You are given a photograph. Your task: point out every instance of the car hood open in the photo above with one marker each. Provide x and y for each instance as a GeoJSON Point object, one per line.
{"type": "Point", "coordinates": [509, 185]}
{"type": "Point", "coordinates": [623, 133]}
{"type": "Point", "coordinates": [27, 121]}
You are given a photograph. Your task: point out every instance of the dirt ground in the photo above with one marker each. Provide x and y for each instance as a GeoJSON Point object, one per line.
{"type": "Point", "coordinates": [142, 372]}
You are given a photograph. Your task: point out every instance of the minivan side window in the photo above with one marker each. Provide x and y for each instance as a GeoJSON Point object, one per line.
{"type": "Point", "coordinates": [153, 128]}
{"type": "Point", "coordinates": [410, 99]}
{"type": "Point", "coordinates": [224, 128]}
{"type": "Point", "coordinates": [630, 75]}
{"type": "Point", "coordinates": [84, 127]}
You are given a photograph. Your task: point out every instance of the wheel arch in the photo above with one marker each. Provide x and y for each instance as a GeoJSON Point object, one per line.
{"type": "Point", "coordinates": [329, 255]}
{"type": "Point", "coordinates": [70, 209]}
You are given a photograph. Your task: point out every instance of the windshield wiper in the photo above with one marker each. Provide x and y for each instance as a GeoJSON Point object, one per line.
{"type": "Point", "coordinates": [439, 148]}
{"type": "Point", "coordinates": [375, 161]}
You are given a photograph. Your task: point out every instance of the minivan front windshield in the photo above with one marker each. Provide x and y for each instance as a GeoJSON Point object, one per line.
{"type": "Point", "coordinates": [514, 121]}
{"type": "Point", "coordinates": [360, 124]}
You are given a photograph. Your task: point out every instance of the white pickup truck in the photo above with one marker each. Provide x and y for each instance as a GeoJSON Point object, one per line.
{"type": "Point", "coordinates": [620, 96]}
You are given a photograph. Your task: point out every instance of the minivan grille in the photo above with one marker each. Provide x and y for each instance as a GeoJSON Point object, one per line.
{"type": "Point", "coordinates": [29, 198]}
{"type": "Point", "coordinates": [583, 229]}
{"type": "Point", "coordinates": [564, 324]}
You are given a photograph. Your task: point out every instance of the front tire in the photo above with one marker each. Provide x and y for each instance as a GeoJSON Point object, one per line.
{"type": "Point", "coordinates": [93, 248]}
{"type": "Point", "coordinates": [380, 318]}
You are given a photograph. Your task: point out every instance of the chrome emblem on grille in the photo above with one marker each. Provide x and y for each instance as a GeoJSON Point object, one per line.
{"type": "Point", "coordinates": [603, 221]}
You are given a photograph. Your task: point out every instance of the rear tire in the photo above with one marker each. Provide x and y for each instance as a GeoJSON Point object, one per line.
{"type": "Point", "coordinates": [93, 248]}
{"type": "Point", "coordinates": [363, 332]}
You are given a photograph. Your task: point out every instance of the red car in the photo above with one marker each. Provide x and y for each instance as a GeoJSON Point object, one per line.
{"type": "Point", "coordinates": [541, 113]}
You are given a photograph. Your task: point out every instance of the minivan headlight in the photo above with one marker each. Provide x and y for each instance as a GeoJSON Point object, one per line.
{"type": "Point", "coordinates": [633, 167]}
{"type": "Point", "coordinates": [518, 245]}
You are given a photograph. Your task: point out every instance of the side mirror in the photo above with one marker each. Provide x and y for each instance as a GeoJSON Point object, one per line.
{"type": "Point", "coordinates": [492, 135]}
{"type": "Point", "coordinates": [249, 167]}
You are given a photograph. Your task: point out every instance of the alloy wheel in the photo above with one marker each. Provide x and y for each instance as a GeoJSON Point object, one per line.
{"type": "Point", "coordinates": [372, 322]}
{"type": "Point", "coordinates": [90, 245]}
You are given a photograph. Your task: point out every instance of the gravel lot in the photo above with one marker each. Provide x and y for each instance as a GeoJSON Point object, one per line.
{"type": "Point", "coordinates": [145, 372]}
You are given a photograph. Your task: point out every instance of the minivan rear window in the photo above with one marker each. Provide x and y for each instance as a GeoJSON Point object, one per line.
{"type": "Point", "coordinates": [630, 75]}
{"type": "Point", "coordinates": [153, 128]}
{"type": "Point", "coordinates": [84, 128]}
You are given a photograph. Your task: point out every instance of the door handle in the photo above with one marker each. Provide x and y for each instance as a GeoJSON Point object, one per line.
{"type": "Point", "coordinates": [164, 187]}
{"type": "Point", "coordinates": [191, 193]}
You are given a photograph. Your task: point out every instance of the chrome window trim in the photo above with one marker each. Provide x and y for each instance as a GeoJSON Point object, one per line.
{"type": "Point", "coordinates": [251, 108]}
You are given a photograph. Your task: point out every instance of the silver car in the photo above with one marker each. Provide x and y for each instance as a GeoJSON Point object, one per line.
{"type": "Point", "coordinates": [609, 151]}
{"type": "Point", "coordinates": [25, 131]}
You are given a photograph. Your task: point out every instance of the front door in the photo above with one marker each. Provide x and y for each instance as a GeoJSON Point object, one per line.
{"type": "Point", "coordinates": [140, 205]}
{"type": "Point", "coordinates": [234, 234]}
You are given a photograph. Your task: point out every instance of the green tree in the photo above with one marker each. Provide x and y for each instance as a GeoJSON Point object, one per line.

• [Given problem]: Using the data above, output each line exactly.

• [Response]:
You are given a photograph. Your task: point out every instance of the car hood open in the photo above with one marker each. Provide x and y for each instance as a GeoJSON Point object, one per line.
{"type": "Point", "coordinates": [509, 185]}
{"type": "Point", "coordinates": [623, 133]}
{"type": "Point", "coordinates": [27, 121]}
You are given a photograph. Your task: point out every instance of the dirt ground in the photo above with one marker each. Provide x and y for each instance as a GeoJSON Point object, one per line.
{"type": "Point", "coordinates": [142, 372]}
You are given a photograph. Your task: point out every instance of the minivan side window in the photo above with one marker each. Provide x and y for each instance as a GeoJSON Point object, one per line.
{"type": "Point", "coordinates": [153, 128]}
{"type": "Point", "coordinates": [410, 99]}
{"type": "Point", "coordinates": [224, 128]}
{"type": "Point", "coordinates": [630, 75]}
{"type": "Point", "coordinates": [84, 127]}
You are given a photograph. Your task: point out every instance of the wheel arch in the photo above with one marker each. Provide x and y for each instance as a GeoJSON Point object, one per line.
{"type": "Point", "coordinates": [329, 255]}
{"type": "Point", "coordinates": [70, 209]}
You are given a photograph. Your task: point out every instance of the windshield wiper in the photo above with one marker each. Provide x and y for each instance as a GeoJSON Point object, one per line.
{"type": "Point", "coordinates": [439, 148]}
{"type": "Point", "coordinates": [375, 161]}
You are given a photograph. Your task: point out every instance of the minivan front windshield in the photo above with one marker each. Provide x and y for each instance as a GeoJSON Point object, one per line.
{"type": "Point", "coordinates": [514, 121]}
{"type": "Point", "coordinates": [360, 124]}
You are given a photograph. Your task: point out every instance of the white pickup truck in the photo above with one marker each. Provide x and y for each instance as a GeoJSON Point object, one per line.
{"type": "Point", "coordinates": [620, 96]}
You are given a photograph. Your task: point out every instance of the minivan grille in the photo above with one marker each. Provide x and y for each instance as a GeoJSON Point object, one per line.
{"type": "Point", "coordinates": [29, 198]}
{"type": "Point", "coordinates": [583, 229]}
{"type": "Point", "coordinates": [564, 324]}
You are given a photograph. Your task: point out every instance of the front tire in the photo above with one marker each. Provide x and y for each instance as a GeoJSON Point object, one per line.
{"type": "Point", "coordinates": [93, 248]}
{"type": "Point", "coordinates": [380, 318]}
You are given a photograph. Your task: point out every instance of the chrome emblem on grille in the photo above with one marker each. Provide x and y for each instance as a GeoJSON Point object, one per line.
{"type": "Point", "coordinates": [603, 221]}
You are given a photograph. Your task: point out every instance of the rear tire in the photo above with one marker each. Provide x and y for each instance as a GeoJSON Point object, one per line.
{"type": "Point", "coordinates": [93, 248]}
{"type": "Point", "coordinates": [363, 332]}
You are given a photograph. Your task: point out every instance of the red car in the photo above with one marker each. Provide x and y for each instance as a GeoJSON Point object, one per line.
{"type": "Point", "coordinates": [541, 113]}
You are given a photograph. Your task: point out every instance of the minivan headlight in the photo above with one marker each. Provide x and y for each instance as a GeoJSON Point object, one per line.
{"type": "Point", "coordinates": [633, 167]}
{"type": "Point", "coordinates": [518, 245]}
You are given a photograph. Your task: point out every instance of the side mirror in the photo above with one marker each. Provide x and y for each instance as a GeoJSON Point object, one per line.
{"type": "Point", "coordinates": [492, 135]}
{"type": "Point", "coordinates": [249, 167]}
You are given a photograph. Your task: point out every instance of the alloy wheel in the photo above with one marker each. Provide x and y for each instance as a GeoJSON Point object, one per line.
{"type": "Point", "coordinates": [372, 322]}
{"type": "Point", "coordinates": [90, 245]}
You are given a photograph. Your task: point out every instance of the gravel lot in the photo above with one marker each. Provide x and y for each instance as a GeoJSON Point object, one per line.
{"type": "Point", "coordinates": [145, 372]}
You are given a photograph. Your task: point out every instance of the minivan rear window in the photo above with one marker each. Provide x and y for each instance as a GeoJSON Point object, one per line.
{"type": "Point", "coordinates": [630, 75]}
{"type": "Point", "coordinates": [153, 128]}
{"type": "Point", "coordinates": [84, 128]}
You are given a photograph. Your task: point out every instance of the door handle in the photo above with one marker each. Provide x and y for each instance as a GeoJSON Point object, one per line.
{"type": "Point", "coordinates": [164, 187]}
{"type": "Point", "coordinates": [191, 193]}
You are given a photograph. Your task: point out every instance of the chrome window trim in the photo above with one marker each. Provide x and y for each instance as a GeoJSON Point object, one per line.
{"type": "Point", "coordinates": [251, 108]}
You are given a photograph. Your task: point out every instance of the silver car in the photo above with one marker each. Provide x and y for each instance as a GeoJSON Point object, one per line.
{"type": "Point", "coordinates": [609, 151]}
{"type": "Point", "coordinates": [25, 131]}
You are given a photograph. Your task: point out every instance of the front door in the photo above with one marker each. Provide x and y for each instance as a GeoJSON Point object, one per line.
{"type": "Point", "coordinates": [140, 205]}
{"type": "Point", "coordinates": [234, 234]}
You are given a photograph. Your task: point out every instance of the green tree in the photo above with one marker each. Provide x and y for each instance as a GeoJSON Point object, one per line.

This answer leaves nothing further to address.